Request Tracing and Metrics

Tracing and Metrics provide fine-grained insight into how an application is performing, and helps to diagnose when it is not.

Health indicators can tell you a lot about the performance of an application. Monitoring them is vital both during its development and production lifecycle.

For a database, performance is best encapsulated via per-request performance. In addition to having insight down to the request level, it is also important to understand how the application behaves as a whole. For both the micro and macro-view, tracing and metrics are powerful tools in the toolbox.

Request Tracing allows you to analyze the latency characteristics of individual requests and answer questions about where the overall wall-clock time is spent. If a request takes 500 milliseconds to execute, it is possible to understand what fraction was spent on the server and network, and how much time was spent in encoding for example. Couchbase’s built-in tracer will perform the aggregations and log the top slowest operations at a configurable interval to provide efficient ways to start debugging and troubleshooting.

........

** DIRECTIONS **
Please pick up the passage on request tracing and metrics after its final sentence and carry it forward.

........

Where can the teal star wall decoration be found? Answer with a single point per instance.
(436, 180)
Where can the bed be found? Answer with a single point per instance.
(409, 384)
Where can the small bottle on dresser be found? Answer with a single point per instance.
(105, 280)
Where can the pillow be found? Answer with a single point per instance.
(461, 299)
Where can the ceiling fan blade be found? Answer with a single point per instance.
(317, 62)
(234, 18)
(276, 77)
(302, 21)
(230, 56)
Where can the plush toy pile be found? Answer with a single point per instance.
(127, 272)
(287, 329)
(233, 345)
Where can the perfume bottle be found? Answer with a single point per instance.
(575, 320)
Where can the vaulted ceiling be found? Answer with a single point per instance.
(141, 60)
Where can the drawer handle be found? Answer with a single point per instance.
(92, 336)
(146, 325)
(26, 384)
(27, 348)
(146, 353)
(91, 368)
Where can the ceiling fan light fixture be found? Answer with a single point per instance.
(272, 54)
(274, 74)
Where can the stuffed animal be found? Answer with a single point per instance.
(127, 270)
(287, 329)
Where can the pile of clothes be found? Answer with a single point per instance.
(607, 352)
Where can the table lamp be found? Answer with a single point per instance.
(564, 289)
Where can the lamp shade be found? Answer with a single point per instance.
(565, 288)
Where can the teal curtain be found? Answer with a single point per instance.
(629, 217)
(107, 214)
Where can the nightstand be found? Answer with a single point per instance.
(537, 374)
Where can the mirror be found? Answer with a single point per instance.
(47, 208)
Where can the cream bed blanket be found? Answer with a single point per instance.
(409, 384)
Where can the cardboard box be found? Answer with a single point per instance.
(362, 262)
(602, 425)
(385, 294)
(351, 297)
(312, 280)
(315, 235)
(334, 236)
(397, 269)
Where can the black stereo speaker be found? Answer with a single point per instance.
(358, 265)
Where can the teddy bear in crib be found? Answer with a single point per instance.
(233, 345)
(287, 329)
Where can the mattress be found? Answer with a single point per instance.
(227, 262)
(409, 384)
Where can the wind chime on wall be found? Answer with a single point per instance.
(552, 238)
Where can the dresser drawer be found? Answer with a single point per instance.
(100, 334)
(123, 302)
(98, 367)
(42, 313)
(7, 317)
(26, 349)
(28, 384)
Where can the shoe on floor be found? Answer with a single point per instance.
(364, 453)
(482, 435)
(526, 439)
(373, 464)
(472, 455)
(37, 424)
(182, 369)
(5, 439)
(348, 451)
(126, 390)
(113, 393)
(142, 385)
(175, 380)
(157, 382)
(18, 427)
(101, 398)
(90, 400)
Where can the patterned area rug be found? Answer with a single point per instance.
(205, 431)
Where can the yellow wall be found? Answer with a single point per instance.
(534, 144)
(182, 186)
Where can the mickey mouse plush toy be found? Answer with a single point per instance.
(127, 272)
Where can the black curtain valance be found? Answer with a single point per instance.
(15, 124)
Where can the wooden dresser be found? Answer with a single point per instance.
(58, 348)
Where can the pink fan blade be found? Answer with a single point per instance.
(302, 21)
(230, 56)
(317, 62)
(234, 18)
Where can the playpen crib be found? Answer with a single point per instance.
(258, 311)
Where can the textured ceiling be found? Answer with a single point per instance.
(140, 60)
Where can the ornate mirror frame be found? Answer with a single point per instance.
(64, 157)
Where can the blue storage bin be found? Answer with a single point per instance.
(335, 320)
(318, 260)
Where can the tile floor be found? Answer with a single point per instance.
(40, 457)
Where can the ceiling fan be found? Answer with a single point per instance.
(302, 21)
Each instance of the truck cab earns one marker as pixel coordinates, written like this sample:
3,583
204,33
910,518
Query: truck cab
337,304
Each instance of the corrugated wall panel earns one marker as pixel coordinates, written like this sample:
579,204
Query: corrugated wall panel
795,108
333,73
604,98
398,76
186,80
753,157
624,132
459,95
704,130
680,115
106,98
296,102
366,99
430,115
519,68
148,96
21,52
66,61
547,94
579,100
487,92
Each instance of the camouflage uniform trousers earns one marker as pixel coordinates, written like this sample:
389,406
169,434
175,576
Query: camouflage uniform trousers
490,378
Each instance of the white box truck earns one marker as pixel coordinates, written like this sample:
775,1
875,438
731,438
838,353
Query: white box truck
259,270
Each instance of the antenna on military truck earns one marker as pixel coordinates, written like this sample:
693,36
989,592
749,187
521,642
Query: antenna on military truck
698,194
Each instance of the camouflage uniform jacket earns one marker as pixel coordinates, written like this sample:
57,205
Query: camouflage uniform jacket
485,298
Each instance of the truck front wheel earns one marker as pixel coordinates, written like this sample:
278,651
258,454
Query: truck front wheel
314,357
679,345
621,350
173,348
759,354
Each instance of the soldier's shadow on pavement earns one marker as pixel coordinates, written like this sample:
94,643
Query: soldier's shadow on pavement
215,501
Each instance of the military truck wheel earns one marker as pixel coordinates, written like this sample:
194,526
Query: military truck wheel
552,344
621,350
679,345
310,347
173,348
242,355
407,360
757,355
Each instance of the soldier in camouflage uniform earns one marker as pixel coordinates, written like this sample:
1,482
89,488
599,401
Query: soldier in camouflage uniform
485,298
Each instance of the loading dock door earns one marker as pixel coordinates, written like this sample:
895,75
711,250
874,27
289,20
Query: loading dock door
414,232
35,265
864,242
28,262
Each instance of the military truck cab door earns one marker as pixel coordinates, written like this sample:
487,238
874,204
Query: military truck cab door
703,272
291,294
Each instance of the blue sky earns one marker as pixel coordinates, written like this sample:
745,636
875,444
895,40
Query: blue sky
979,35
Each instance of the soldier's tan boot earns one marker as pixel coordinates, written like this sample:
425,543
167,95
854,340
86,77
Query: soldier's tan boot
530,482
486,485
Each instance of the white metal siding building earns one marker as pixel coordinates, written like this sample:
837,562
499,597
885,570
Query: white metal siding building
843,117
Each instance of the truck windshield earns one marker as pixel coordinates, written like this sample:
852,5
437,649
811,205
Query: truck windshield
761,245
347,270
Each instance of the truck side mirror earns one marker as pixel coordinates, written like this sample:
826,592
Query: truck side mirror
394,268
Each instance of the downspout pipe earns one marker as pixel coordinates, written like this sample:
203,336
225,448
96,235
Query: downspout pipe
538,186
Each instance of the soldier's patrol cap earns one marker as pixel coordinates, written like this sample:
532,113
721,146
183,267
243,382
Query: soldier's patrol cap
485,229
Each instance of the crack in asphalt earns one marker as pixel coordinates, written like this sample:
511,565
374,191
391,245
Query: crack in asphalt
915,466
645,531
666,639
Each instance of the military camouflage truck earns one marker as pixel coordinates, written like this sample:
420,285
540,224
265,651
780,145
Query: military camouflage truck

........

** RESULT OF THE EXERCISE **
Metrics, by contrast, provide insight into how the application (or SDK for that matter) is performing as a whole. Individual requests are aggregated, and our default meter implementation will log aggregated percentiles on a per operation-type basis. This makes it possible to quickly pinpoint slow operation types (like a get operation,) and then further pinpoint the causes through tracing.

In addition to built-in turnkey logging solutions, support for external systems is also provided. These depend on your platform of choice, but OpenTelemetry is one of the more popular ones. As well as further discussion below, refer to the the howto guide for specific information for your target platform of choice.

Request Tracing

Tracing provides granular timing information down the individual phases of a request/operation. For a simple overview, consider the following output for an individual request — which is logged from the default tracer that ships with the SDK, and is enabled by default:

{
  "total_duration_us": 1200,
  "encode_duration_us": 100,
  "last_dispatch_duration_us": 40,
  "total_dispatch_duration_us": 40,
  "last_server_duration_us": 2,
  "total_server_duration_us": 2,
  "operation_name": "upsert",
  "last_local_id": "66388CF5BFCF7522/18CC8791579B567C",
  "operation_id": "0x23",
  "last_local_socket": "10.211.55.3:52450",
  "last_remote_socket": "10.112.180.101:11210",
  "timeout_ms": 2500,
}

It is possible to identify how long the operation took to encode, how much time it spent on the server, to which node it got sent to and much more. Only requests over a configurable threshold are logged and reported, so it is possible to fine tune these settings depending on the performance characteristics of each environment.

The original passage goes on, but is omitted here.